### YOUR INSTRUCTIONS
Edit the stretch from the first line through the line containing "142), (290, 172)]", putting "man in gray coat" in place of "man in dark jacket" and keeping everything else the same. Leave the pictures out of your answer.

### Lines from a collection
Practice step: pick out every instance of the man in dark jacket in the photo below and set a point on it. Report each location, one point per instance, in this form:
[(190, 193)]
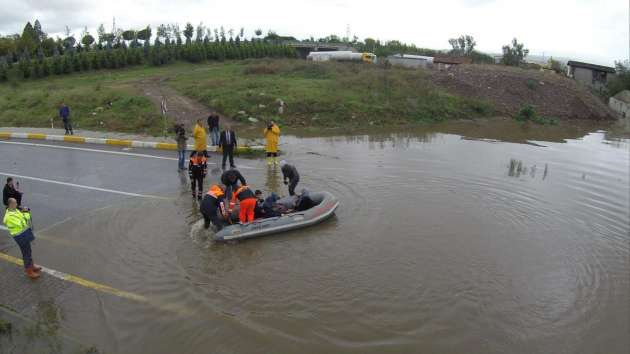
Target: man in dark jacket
[(64, 113), (230, 179), (10, 191), (197, 170), (213, 126), (227, 142), (290, 172)]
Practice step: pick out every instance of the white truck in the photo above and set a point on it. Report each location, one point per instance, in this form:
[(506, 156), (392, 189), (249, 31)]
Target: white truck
[(342, 56)]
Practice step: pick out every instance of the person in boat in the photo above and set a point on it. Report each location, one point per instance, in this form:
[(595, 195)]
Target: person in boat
[(290, 172), (230, 179), (304, 201), (213, 208), (247, 201), (259, 212)]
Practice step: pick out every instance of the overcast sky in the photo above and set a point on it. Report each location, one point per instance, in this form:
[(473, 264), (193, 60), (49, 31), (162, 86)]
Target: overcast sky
[(591, 30)]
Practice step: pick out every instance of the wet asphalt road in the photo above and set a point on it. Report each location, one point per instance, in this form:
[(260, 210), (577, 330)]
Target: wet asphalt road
[(440, 245)]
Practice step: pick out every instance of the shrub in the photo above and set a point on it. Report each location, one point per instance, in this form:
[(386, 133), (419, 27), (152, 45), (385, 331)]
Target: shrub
[(261, 69)]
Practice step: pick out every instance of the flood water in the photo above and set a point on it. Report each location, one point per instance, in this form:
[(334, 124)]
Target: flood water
[(444, 242)]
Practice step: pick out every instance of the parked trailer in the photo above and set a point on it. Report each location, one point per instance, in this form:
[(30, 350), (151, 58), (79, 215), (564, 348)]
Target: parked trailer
[(342, 56)]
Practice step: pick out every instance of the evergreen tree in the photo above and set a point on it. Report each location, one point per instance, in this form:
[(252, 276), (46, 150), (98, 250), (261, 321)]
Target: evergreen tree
[(57, 63), (37, 69), (29, 39), (76, 63), (188, 32), (24, 66), (41, 36), (4, 70), (95, 60), (46, 67), (85, 61), (66, 64)]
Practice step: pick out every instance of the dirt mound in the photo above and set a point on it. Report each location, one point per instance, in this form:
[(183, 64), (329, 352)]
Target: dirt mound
[(509, 89)]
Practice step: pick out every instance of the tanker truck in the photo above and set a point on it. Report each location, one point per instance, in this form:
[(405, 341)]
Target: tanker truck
[(342, 56)]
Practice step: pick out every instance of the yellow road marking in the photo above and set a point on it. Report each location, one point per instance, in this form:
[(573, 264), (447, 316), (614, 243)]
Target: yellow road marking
[(74, 139), (80, 281), (36, 136), (166, 146), (118, 142)]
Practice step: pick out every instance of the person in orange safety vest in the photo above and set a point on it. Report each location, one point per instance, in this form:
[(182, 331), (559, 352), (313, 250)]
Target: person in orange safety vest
[(247, 201)]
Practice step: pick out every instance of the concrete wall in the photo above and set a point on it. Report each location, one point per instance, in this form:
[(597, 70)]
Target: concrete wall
[(620, 107), (585, 76)]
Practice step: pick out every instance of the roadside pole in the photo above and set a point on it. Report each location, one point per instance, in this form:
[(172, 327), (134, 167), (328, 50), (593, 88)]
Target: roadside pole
[(164, 110)]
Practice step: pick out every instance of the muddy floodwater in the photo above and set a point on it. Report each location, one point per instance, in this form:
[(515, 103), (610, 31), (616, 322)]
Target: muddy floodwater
[(446, 241)]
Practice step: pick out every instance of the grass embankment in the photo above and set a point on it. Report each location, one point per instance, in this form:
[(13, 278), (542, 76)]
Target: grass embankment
[(33, 103), (325, 94), (316, 94)]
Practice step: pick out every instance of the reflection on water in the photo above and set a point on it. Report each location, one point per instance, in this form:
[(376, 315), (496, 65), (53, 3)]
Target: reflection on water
[(435, 248), (517, 169), (272, 182)]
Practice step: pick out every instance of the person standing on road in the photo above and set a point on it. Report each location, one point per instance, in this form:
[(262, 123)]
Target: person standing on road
[(18, 221), (199, 133), (64, 113), (272, 136), (290, 172), (181, 138), (213, 126), (197, 170), (213, 208), (11, 191), (227, 143)]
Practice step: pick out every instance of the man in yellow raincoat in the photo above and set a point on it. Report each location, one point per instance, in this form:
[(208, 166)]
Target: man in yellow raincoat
[(199, 133), (272, 135)]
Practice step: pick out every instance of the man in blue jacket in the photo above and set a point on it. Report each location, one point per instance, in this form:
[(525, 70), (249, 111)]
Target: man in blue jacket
[(64, 113)]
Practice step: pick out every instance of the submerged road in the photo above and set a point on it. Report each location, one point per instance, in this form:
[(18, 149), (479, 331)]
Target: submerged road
[(67, 184), (442, 244)]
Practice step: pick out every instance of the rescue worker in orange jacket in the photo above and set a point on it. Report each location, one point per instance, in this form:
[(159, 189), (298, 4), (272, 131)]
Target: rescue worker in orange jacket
[(213, 208), (197, 170), (247, 201)]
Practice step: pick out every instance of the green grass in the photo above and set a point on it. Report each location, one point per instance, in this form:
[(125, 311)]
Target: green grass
[(316, 95), (33, 103), (324, 94), (529, 114)]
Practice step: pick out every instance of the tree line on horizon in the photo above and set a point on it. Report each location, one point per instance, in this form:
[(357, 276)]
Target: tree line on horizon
[(34, 54)]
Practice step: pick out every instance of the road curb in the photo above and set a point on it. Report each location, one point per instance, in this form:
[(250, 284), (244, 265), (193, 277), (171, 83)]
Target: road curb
[(114, 142)]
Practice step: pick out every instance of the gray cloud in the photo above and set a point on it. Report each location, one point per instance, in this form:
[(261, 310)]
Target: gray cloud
[(583, 29)]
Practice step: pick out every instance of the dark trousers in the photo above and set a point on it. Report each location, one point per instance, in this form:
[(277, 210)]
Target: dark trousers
[(292, 184), (181, 158), (68, 126), (197, 181), (214, 219), (229, 189), (24, 242), (228, 151)]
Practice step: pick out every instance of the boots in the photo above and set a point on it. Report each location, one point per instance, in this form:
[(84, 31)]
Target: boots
[(31, 273)]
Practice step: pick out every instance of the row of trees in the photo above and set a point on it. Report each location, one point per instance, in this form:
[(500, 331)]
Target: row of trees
[(113, 51)]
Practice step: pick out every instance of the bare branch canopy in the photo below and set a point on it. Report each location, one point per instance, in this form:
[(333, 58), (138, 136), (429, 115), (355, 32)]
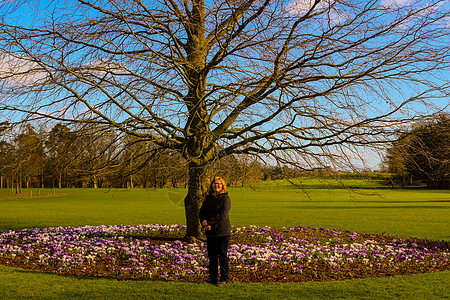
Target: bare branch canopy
[(301, 81)]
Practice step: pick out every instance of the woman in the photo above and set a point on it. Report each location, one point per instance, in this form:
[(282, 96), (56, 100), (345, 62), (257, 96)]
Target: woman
[(214, 219)]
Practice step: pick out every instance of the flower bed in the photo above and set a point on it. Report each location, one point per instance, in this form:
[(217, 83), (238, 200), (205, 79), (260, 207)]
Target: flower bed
[(257, 254)]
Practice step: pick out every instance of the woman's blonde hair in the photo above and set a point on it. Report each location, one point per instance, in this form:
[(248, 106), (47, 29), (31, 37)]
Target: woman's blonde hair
[(224, 185)]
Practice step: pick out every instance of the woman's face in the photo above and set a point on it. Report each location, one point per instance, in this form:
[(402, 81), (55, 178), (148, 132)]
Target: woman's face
[(217, 186)]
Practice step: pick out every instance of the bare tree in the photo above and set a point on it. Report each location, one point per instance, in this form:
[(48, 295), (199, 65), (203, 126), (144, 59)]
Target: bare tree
[(300, 82)]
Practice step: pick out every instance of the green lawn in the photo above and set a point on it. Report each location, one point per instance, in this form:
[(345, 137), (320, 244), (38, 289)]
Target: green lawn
[(406, 212)]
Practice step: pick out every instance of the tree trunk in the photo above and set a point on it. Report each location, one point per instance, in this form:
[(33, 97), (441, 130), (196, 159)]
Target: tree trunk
[(199, 181)]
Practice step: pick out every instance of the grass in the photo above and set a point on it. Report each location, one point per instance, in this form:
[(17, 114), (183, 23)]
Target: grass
[(419, 213)]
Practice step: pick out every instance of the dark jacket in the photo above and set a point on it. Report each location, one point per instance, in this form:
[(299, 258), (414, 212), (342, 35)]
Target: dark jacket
[(215, 211)]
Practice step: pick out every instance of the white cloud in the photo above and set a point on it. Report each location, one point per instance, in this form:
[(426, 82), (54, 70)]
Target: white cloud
[(17, 70)]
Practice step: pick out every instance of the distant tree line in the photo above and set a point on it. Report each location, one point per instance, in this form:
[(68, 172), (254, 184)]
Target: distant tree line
[(63, 157), (421, 155)]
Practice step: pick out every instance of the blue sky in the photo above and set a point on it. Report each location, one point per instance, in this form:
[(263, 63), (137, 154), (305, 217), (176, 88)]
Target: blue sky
[(29, 14)]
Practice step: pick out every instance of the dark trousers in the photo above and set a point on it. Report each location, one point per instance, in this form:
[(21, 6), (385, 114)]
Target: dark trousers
[(217, 253)]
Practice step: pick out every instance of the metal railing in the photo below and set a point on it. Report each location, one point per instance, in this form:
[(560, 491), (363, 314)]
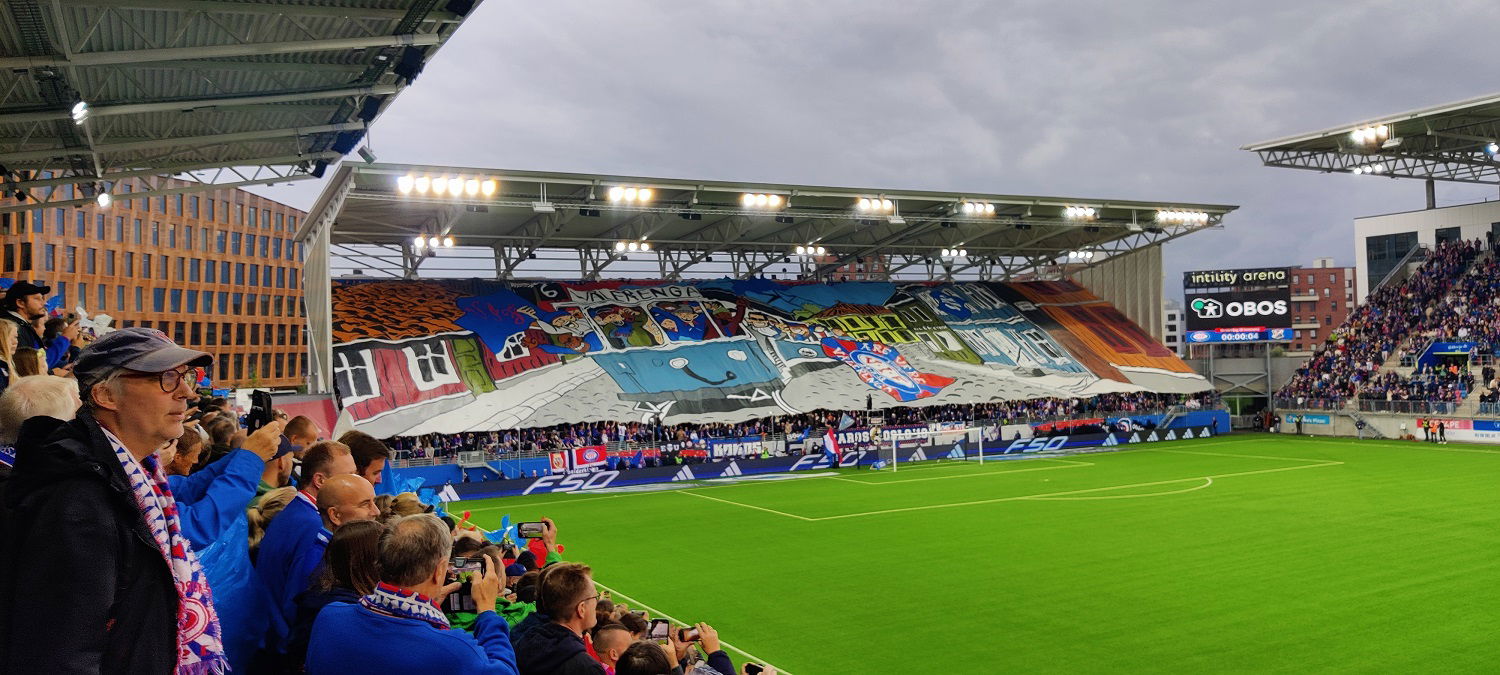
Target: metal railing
[(1400, 266), (1409, 407), (1310, 402)]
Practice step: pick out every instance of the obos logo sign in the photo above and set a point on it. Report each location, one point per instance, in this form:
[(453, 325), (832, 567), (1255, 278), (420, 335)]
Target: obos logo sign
[(1209, 308), (1239, 309)]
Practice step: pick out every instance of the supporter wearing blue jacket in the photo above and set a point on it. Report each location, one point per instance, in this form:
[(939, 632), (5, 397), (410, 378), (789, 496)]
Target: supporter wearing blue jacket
[(399, 626), (210, 498), (291, 549)]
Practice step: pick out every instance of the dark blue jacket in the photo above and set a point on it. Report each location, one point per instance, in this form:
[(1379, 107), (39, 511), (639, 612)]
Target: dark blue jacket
[(555, 650), (290, 554), (309, 605), (351, 639), (213, 497)]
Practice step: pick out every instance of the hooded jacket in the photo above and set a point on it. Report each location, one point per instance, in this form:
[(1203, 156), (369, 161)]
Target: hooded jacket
[(554, 650), (83, 585)]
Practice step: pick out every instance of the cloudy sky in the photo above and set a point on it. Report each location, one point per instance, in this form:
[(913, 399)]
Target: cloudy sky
[(1106, 99)]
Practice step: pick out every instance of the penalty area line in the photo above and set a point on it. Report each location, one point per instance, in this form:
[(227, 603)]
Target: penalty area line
[(1073, 492), (746, 506)]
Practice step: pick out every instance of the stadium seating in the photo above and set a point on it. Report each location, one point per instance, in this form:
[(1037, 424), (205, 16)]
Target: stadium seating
[(1395, 320)]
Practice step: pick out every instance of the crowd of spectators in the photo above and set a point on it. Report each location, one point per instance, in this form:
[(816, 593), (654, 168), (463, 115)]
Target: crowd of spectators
[(1355, 351), (542, 440)]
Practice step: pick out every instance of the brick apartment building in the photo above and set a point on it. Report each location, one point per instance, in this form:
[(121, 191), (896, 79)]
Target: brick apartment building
[(216, 270), (1322, 299)]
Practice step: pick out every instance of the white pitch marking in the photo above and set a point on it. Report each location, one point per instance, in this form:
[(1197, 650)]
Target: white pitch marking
[(1071, 492), (656, 612), (1067, 464), (1206, 482), (747, 506)]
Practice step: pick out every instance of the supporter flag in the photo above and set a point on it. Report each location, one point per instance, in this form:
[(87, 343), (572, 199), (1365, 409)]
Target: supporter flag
[(588, 456)]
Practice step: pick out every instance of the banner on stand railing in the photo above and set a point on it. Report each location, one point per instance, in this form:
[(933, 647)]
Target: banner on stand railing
[(791, 467)]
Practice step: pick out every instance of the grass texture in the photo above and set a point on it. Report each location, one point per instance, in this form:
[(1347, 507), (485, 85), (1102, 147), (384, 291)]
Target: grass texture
[(1235, 554)]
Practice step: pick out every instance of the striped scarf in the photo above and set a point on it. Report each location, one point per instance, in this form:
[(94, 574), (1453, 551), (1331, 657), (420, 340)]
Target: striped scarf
[(200, 648), (402, 603)]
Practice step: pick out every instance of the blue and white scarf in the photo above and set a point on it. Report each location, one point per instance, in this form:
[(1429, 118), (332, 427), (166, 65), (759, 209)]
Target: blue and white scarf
[(399, 602), (200, 647)]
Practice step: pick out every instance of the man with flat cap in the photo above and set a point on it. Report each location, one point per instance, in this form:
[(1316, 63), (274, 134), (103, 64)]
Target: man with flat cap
[(95, 570), (24, 303)]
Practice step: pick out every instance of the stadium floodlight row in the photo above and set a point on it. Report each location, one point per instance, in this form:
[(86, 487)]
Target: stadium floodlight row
[(731, 228), (104, 90), (1457, 141)]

### TASK RESULT
Practice step: pick out every instance of the man in gray coat in the photo below and set a point on it. Report each location, one point per instance, in this form:
[(190, 193)]
Target: man in gray coat
[(64, 113), (230, 179), (10, 191), (197, 170), (213, 126), (227, 142), (290, 172)]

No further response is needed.